Task: Stop at the line that contains "x=312, y=225". Until then, set down each line of the records exactly, beginning with the first, and skip pictures.

Recorded data:
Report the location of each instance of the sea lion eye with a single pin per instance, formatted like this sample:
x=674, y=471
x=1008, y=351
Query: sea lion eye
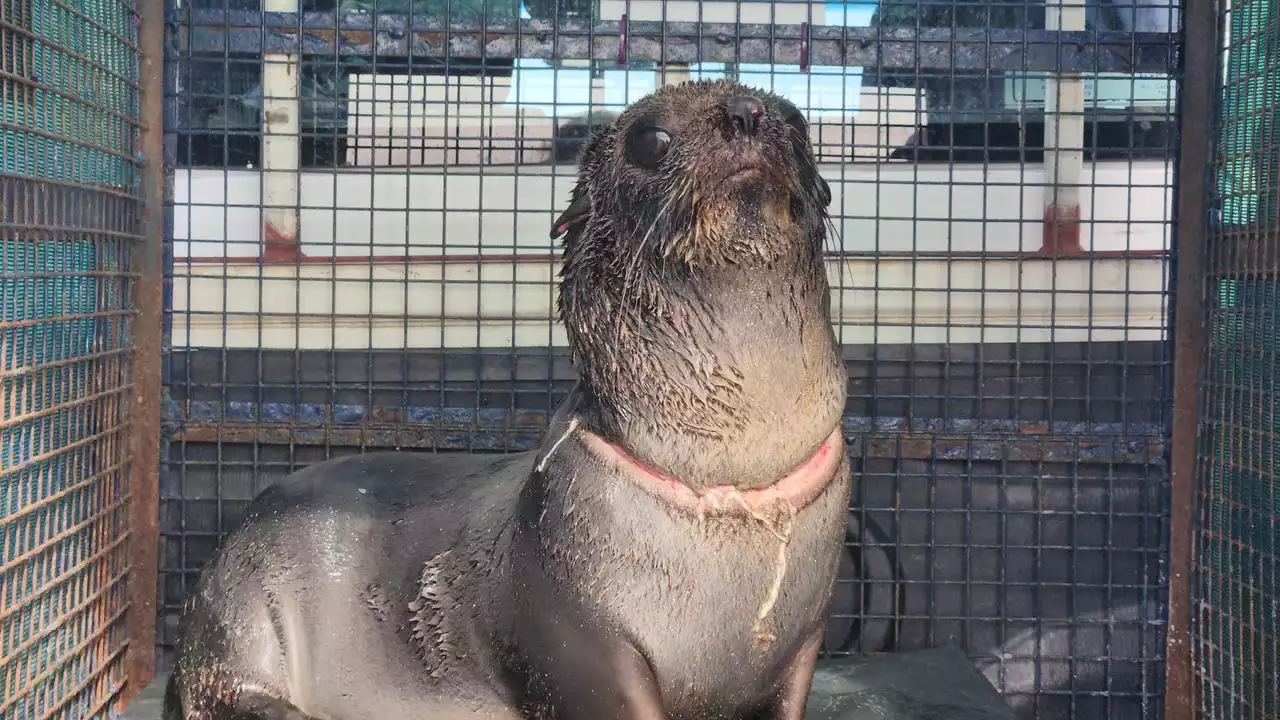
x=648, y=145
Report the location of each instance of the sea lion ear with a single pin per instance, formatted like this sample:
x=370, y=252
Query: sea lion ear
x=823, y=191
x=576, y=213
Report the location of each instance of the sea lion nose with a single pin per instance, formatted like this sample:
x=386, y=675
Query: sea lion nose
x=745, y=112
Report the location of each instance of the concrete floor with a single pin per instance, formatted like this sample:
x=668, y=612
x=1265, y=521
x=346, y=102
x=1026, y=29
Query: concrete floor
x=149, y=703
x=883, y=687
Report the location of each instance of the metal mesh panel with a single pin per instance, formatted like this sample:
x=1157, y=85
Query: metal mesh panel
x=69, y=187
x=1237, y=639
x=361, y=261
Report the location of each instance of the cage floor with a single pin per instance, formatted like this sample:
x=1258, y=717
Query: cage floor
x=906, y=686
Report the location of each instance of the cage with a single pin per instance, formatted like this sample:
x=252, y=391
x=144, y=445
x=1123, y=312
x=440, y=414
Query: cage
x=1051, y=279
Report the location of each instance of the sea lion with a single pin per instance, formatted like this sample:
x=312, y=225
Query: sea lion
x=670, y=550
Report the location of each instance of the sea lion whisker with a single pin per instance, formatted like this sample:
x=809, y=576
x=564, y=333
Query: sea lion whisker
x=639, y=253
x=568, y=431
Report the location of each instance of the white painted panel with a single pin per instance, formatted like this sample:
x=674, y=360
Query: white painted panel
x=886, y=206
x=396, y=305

Expected answer:
Report the location of each instance of the sea lion eye with a single pin per instance, formatted like this sample:
x=674, y=471
x=1008, y=351
Query: sea lion eye
x=648, y=145
Report the location of each instance of the sea lion ear with a single pin per instance, formatted like this sample:
x=370, y=252
Query: sea lion ear
x=823, y=191
x=576, y=213
Report the location of each instance of the sea lion nose with a single pin per instance, formatted like this sample:
x=386, y=675
Query: sea lion nose
x=745, y=112
Report the location of each instance of the concrete floor with a single pin per instance, formatted like this sample:
x=668, y=612
x=1265, y=521
x=346, y=102
x=1026, y=29
Query: concrete floor
x=149, y=703
x=883, y=687
Report the location of each instance of the metal mesh panel with a single pin per instance, formatted like this sample:
x=1157, y=85
Query: metal mesh panel
x=69, y=187
x=1237, y=639
x=361, y=261
Report the location of each instance of the cage floor with a single pin per instance, formatted like this sample:
x=1258, y=717
Query: cage floor
x=906, y=686
Report the location of each instance of the cage with a single pin per instance, formatted like this sample:
x=252, y=391
x=144, y=445
x=1123, y=312
x=440, y=414
Query: cage
x=1051, y=279
Report the location of each instance of the sea lion with a single pin per instance, formatted like this sample:
x=312, y=225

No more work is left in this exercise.